**Records from a data source**
++++

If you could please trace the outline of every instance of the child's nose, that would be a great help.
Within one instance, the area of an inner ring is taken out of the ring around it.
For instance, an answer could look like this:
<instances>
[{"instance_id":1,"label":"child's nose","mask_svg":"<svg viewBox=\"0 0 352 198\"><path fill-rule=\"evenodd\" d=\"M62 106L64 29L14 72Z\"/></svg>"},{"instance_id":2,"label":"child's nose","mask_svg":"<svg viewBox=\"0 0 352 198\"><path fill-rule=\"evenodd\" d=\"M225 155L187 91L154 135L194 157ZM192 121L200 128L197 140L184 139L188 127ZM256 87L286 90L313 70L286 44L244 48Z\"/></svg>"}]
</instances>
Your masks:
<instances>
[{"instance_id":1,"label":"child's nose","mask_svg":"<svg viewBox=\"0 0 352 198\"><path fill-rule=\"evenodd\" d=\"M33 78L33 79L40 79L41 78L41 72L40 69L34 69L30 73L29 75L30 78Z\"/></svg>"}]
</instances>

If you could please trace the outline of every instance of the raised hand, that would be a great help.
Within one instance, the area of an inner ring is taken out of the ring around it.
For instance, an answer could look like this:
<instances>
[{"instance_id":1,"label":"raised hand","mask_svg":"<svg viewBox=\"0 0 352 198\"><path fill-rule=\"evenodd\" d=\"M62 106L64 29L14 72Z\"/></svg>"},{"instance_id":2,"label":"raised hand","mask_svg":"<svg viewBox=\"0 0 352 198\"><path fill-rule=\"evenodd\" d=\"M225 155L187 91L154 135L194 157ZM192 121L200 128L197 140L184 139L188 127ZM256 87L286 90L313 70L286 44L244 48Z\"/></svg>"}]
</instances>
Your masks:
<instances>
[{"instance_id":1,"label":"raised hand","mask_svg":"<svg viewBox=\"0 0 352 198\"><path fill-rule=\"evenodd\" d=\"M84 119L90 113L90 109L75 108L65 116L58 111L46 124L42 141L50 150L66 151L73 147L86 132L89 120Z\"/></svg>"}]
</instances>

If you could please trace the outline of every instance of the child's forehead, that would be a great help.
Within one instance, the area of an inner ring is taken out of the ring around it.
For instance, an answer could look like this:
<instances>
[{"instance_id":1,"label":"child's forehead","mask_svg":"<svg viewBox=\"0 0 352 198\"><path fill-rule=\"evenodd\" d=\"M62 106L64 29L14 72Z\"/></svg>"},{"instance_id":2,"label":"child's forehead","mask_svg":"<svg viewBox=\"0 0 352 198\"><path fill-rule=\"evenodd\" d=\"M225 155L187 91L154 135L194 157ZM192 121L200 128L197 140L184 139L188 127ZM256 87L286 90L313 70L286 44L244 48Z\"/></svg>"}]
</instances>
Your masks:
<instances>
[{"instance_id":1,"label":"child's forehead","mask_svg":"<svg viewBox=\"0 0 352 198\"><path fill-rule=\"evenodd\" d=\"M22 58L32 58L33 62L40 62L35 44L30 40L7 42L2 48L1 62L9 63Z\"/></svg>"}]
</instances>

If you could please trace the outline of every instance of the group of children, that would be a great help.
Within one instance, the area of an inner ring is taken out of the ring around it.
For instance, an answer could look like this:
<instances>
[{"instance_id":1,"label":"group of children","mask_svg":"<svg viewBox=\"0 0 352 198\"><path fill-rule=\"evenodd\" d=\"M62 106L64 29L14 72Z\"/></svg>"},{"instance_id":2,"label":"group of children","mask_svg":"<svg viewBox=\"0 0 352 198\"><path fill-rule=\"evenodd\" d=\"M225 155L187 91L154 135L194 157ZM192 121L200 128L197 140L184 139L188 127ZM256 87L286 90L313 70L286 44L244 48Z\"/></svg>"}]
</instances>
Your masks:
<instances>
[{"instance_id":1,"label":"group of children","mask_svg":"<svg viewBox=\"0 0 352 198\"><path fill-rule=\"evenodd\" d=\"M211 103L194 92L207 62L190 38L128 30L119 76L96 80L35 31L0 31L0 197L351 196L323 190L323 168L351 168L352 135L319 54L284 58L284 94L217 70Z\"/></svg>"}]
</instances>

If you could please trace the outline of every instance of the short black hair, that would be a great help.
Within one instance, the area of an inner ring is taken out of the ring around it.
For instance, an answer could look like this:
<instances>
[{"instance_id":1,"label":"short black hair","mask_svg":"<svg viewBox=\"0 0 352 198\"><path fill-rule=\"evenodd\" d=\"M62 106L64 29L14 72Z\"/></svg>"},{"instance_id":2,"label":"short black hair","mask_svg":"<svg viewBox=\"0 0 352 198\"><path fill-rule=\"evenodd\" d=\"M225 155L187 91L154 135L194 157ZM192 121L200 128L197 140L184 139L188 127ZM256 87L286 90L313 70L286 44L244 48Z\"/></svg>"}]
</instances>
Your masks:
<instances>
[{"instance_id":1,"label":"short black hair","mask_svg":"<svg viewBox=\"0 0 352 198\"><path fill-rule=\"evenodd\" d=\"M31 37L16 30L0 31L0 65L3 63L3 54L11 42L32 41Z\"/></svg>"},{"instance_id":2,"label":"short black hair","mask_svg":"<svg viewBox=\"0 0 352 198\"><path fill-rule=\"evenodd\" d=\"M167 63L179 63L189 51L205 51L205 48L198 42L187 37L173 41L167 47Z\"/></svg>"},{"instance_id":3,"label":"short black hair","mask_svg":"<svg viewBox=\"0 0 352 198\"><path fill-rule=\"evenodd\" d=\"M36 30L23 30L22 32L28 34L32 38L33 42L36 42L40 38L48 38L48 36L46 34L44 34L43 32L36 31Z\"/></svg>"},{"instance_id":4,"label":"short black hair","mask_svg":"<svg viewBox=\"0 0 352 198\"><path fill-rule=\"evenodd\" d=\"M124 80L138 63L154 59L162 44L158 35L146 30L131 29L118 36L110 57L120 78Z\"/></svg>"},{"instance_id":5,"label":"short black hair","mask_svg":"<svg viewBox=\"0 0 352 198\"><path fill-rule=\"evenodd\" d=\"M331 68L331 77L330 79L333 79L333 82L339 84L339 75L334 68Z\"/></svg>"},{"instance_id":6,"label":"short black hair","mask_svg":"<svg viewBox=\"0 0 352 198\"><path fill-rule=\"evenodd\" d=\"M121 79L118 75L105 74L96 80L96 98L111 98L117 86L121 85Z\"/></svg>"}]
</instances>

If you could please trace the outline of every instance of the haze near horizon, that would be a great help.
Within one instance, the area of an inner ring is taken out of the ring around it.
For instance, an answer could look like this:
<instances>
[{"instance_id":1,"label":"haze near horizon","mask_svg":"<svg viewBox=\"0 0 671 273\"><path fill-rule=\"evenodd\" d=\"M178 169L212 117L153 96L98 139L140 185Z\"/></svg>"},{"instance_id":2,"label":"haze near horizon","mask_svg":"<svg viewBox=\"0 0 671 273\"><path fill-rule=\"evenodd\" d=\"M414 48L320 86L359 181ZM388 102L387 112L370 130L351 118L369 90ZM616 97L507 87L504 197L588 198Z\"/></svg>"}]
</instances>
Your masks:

++++

Rewrite the lines starting at the one that contains "horizon, that would be a great help." and ending with the last line, changing "haze near horizon" to "low haze" and leaving everything else as it is.

**Response for this exercise**
If you could please trace the outline of every instance of the low haze, that would be a great help.
Within one instance, the area of an inner ring is taken out of the ring around it.
For instance, an answer could look like this:
<instances>
[{"instance_id":1,"label":"low haze","mask_svg":"<svg viewBox=\"0 0 671 273\"><path fill-rule=\"evenodd\" d=\"M178 169L212 117L153 96L98 139L140 185Z\"/></svg>"},{"instance_id":2,"label":"low haze","mask_svg":"<svg viewBox=\"0 0 671 273\"><path fill-rule=\"evenodd\" d=\"M414 48L320 86L359 181ZM388 102L387 112L370 130L351 118L369 90ZM616 97L507 87L504 197L588 198Z\"/></svg>"}]
</instances>
Your masks:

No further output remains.